***** Recorded data
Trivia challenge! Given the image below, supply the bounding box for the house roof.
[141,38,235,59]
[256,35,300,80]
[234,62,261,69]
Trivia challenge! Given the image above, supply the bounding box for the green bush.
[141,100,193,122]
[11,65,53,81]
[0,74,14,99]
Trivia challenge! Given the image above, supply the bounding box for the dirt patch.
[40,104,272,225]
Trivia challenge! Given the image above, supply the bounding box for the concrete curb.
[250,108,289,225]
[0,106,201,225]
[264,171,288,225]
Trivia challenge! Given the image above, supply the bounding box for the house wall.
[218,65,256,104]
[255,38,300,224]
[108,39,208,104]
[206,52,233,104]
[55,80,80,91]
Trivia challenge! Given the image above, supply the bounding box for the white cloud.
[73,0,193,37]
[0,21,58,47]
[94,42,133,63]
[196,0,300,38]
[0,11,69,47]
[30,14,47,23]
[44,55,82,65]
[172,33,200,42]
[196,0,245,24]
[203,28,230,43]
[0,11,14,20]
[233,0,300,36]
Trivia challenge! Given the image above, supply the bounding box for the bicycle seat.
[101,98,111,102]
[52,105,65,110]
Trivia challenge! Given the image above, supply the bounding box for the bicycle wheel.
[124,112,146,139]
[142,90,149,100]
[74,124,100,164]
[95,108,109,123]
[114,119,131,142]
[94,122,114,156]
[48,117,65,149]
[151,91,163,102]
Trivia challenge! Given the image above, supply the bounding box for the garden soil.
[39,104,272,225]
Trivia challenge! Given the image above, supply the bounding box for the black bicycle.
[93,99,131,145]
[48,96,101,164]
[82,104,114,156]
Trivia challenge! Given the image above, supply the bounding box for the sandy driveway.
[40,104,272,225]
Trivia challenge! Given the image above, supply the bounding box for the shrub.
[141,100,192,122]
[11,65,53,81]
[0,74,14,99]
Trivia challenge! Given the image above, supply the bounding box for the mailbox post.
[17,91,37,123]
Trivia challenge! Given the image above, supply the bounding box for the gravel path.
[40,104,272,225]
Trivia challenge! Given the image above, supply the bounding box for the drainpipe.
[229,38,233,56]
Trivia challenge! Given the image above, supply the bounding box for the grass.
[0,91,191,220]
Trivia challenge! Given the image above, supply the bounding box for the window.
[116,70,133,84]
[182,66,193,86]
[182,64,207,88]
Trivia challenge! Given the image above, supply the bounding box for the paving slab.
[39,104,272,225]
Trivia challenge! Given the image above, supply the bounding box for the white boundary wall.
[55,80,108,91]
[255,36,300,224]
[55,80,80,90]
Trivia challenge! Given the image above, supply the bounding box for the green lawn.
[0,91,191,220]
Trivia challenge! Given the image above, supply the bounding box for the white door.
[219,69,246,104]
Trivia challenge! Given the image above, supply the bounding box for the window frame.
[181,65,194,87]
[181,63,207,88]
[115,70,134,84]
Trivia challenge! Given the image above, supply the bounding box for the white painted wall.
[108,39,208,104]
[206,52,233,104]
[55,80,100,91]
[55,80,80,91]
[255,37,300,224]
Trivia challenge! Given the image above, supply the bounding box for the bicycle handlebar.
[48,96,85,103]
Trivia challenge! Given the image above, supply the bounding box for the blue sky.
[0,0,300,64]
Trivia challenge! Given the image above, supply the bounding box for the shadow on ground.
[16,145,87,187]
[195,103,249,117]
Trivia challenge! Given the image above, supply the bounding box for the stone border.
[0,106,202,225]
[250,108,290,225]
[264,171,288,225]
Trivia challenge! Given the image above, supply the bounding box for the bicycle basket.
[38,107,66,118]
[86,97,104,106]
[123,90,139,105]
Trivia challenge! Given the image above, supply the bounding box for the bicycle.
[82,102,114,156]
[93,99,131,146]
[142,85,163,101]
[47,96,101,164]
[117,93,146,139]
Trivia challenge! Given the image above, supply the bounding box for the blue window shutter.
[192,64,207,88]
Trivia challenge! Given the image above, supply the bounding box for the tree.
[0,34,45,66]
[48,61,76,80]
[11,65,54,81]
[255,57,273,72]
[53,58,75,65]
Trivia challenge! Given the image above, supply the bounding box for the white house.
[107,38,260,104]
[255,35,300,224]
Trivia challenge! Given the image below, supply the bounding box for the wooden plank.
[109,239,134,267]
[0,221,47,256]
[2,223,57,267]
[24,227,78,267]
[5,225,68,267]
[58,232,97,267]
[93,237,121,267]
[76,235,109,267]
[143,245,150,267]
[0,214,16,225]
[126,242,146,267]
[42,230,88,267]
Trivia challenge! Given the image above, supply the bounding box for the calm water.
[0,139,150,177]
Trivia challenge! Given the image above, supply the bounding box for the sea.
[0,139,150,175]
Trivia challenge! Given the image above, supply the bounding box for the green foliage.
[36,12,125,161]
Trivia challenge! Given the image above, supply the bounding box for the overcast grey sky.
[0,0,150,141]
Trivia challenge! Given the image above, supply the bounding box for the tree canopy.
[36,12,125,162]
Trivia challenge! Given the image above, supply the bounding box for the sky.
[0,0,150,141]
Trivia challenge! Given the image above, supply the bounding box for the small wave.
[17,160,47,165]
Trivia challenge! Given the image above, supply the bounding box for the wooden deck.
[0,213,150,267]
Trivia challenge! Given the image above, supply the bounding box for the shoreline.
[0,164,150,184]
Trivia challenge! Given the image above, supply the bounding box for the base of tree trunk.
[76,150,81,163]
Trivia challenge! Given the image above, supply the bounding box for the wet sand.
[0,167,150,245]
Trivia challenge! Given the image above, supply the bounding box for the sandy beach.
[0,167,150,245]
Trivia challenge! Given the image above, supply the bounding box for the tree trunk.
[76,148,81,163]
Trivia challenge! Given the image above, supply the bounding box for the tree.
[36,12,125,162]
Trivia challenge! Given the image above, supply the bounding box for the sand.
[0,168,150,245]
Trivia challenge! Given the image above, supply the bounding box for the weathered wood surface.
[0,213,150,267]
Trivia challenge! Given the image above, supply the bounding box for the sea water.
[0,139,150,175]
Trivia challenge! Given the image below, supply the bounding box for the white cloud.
**********
Directions for this task
Give the items again from the line with "the tree canopy." through the end of the items, switching "tree trunk" to "palm trunk" and leaving everything else unchanged.

Solved problem
Trivia challenge! Given the image above, supply the bounding box for the tree canopy.
[36,12,125,162]
Trivia challenge! Given the image above, supply the bounding box for the sky.
[0,0,150,141]
Trivia challenge! Given the image above, supply the bounding box for the small wave.
[17,160,47,165]
Trivia challenge! Given the image above, supply the bounding box for the wooden deck.
[0,213,150,267]
Trivia challenge! Given the image above, supply the bounding box for the shoreline.
[0,164,150,184]
Trivia challenge! Given the image above, supply the bounding box for the base of palm trunk.
[76,150,81,163]
Trivia challenge! Given the image above, supply the bounding box for the wet sand.
[0,167,150,245]
Trivia challenge! Given the image above, supply the bounding box for the sandy beach.
[0,167,150,245]
Trivia challenge! Given the image above, supply the bounding box for the palm trunk.
[76,148,81,163]
Trivia challenge! Given the image above, supply the bounding box for the tree.
[36,12,125,162]
Trivia challenge! Given the image above, supply the bounding box for the sand.
[0,168,150,245]
Trivia challenge! Given the image above, supply the bounding box for the weathered wood surface.
[0,213,150,267]
Trivia challenge! Given the image above, supply the bounding box for the sea water.
[0,139,150,175]
Trivia challenge! Given the image below, supply the bounding box for the white cloud.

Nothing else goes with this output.